=== SUPPLIED PASSAGE ===
Get loose

Oct 22, 2008 at 12:00 am

In 1971, Diana Ross and Bill Cosby were featured in a prime-time television special. It was a big deal then. Black people starring in TV specials weren't common, although Ross and Cosby (along with the Jackson Five) were among the nonthreatening blacks that white people could deal with in such circumstances. Hey, you gotta start somewhere.

One of their skits featured Ross and Cosby as schoolyard friends singing a duet called "Love Story" — with a goofy chorus of "You and me, baby," that repeated over and over. The song was about their fantasy of life together. When the subject turned to their future son and Ross sang that "Someday he may be president," Cosby harrumphed and gave her a stern look, as if to say, girl, in case you didn't notice, we're black. Ross took the hint and added the line, "If things loosen up."

Things may just have loosened up.

If the upcoming election goes the way polls indicate, Barack Obama will indeed be the first African-American president of the United States. And he literally is the child of an African and an American. Go figure.
=== EXTRACTED DATA ===
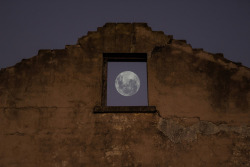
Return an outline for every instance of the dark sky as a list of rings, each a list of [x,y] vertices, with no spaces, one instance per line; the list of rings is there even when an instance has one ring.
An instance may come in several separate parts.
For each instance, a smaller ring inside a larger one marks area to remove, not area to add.
[[[250,67],[250,0],[2,0],[0,68],[76,44],[106,22],[147,22]]]

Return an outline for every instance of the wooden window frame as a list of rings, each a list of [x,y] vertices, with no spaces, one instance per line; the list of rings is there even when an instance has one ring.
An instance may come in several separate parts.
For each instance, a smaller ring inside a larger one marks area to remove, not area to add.
[[[108,62],[147,62],[147,54],[103,53],[101,106],[95,106],[94,113],[155,113],[155,106],[107,106]]]

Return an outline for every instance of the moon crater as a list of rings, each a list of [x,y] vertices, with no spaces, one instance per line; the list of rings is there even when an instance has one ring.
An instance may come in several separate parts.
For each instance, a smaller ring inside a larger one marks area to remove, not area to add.
[[[115,79],[115,88],[123,96],[133,96],[140,88],[140,79],[132,71],[123,71]]]

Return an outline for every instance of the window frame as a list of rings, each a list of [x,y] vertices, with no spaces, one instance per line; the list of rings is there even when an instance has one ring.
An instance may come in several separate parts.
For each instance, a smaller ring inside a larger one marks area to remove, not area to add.
[[[101,106],[94,107],[94,113],[154,113],[155,106],[107,106],[108,62],[146,62],[146,53],[103,53]],[[147,64],[148,65],[148,64]],[[148,75],[147,75],[148,82]],[[147,92],[147,103],[148,100]]]

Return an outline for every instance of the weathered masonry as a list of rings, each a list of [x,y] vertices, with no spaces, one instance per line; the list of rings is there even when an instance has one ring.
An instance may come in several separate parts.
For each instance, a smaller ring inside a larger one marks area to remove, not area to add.
[[[145,105],[107,105],[114,53],[144,55]],[[108,23],[0,71],[3,167],[250,166],[249,126],[249,68],[144,23]]]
===
SET OF TASKS:
[1] Using the column about the Ross and Cosby special, answer the following:
(a) In what year did Diana Ross and Bill Cosby appear in the prime-time television special?
(b) What line did Ross add after Cosby gave her a stern look?
(c) Who does the column say will be the first African-American president if the election goes the way polls indicate?
[2] Copy the lines of the records word for word, starting at the line that contains "Return an outline for every instance of the moon" and continuing through the end of the records, both ends included.

EXPECTED ANSWERS:
[1]
(a) 1971
(b) "If things loosen up."
(c) Barack Obama

[2]
Return an outline for every instance of the moon crater as a list of rings, each a list of [x,y] vertices, with no spaces, one instance per line; the list of rings is there even when an instance has one ring.
An instance may come in several separate parts.
For each instance, a smaller ring inside a larger one marks area to remove, not area to add.
[[[115,79],[115,88],[123,96],[133,96],[140,88],[140,79],[132,71],[123,71]]]

Return an outline for every instance of the window frame as a list of rings, each a list of [x,y] vertices, with no spaces, one instance per line; the list of rings is there even when an instance has one ring.
An instance may come in several separate parts.
For each instance, a smaller ring inside a larger one marks area to remove, not area to add.
[[[101,106],[94,107],[94,113],[154,113],[155,106],[107,106],[108,62],[146,62],[146,53],[103,53]],[[147,64],[148,65],[148,64]],[[148,75],[147,75],[148,82]],[[147,92],[147,103],[148,100]]]

Return an outline for every instance of the weathered masonry as a list of rings, each a list of [x,y] vertices, with no spaces, one instance per line; the list of rings is there even when an instance has one ring.
An instance may come in several separate parts.
For each instance, a smaller ring inside a larger one marks area to remove, not area to add.
[[[145,105],[107,105],[114,53],[144,55]],[[108,23],[0,71],[3,167],[250,166],[249,126],[249,68],[144,23]]]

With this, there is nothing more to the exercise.